> _Task requirements_
Nothing but the lines from the one containing "where the lake" through the last line of the data below should be returned, each copied exactly.

^^^^

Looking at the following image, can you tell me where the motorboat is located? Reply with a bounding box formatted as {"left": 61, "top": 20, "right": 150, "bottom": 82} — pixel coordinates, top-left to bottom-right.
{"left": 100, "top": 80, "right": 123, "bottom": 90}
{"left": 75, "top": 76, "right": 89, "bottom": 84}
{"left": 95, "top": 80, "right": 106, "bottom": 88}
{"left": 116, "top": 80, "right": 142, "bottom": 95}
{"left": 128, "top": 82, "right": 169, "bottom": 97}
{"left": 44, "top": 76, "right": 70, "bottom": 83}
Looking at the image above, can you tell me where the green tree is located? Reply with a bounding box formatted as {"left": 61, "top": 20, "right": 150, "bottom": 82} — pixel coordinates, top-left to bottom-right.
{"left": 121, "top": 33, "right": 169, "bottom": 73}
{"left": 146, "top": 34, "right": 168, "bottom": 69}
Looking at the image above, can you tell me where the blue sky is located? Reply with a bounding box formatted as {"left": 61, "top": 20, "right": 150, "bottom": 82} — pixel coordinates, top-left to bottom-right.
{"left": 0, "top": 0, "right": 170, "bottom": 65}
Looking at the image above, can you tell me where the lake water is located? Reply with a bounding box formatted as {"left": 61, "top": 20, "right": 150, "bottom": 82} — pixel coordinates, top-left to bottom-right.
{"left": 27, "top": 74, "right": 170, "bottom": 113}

^^^^

> _Response to this task_
Looking at the image above, can you tell me where the lake water is located? Reply with a bounding box formatted as {"left": 61, "top": 20, "right": 150, "bottom": 82} — pixel coordinates, top-left to bottom-right.
{"left": 27, "top": 74, "right": 170, "bottom": 113}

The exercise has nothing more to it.